--- Exercise ---
List each line in the material below that contains the string "image".

--- Given entries ---
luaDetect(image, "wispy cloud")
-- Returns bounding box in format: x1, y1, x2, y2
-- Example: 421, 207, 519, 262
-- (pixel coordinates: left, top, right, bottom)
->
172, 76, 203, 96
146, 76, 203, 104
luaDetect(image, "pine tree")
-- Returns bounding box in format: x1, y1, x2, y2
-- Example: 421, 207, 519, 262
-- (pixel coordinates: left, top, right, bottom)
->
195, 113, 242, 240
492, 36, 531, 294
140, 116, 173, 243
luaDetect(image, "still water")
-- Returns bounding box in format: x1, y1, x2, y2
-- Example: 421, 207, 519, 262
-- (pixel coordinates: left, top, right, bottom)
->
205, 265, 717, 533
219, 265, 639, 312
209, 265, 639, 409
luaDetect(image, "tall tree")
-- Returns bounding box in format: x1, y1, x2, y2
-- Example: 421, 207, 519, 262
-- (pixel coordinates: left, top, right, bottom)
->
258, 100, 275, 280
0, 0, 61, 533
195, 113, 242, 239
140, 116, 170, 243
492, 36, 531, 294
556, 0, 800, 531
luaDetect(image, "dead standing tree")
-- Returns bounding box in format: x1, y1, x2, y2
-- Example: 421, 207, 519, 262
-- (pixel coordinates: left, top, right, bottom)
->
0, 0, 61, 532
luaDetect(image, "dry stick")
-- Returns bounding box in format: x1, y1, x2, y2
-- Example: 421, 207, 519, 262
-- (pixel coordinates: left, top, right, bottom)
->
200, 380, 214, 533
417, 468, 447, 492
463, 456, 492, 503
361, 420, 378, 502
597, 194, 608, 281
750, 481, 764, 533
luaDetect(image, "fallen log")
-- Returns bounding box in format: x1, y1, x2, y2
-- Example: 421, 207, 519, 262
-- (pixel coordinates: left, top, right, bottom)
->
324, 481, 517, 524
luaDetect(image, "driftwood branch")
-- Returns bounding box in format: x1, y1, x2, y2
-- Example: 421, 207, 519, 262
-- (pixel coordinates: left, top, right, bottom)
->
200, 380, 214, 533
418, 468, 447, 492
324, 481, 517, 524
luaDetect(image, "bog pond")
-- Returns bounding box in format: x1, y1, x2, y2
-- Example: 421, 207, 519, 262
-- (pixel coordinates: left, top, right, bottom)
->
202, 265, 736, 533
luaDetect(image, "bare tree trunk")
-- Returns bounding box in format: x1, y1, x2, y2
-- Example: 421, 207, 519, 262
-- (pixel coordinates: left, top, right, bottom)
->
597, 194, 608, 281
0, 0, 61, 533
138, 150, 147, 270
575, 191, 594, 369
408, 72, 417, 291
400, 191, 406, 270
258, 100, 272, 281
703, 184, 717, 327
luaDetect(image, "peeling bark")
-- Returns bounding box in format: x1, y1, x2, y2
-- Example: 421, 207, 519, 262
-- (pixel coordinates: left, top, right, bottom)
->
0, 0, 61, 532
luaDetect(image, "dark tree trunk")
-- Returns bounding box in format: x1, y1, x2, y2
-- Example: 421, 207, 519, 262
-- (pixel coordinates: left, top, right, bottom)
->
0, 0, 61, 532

--- Answer to the task ---
luaDetect(image, "wispy cloud")
luaDetect(image, "pine tree")
luaDetect(image, "still water")
luaDetect(image, "tall tree")
luaDetect(image, "dead standing tree")
luaDetect(image, "dry stick")
luaDetect(image, "fallen log")
luaDetect(image, "driftwood branch")
luaDetect(image, "bog pond")
luaDetect(image, "bare tree trunk")
luaDetect(image, "peeling bark")
luaDetect(image, "dark tree trunk")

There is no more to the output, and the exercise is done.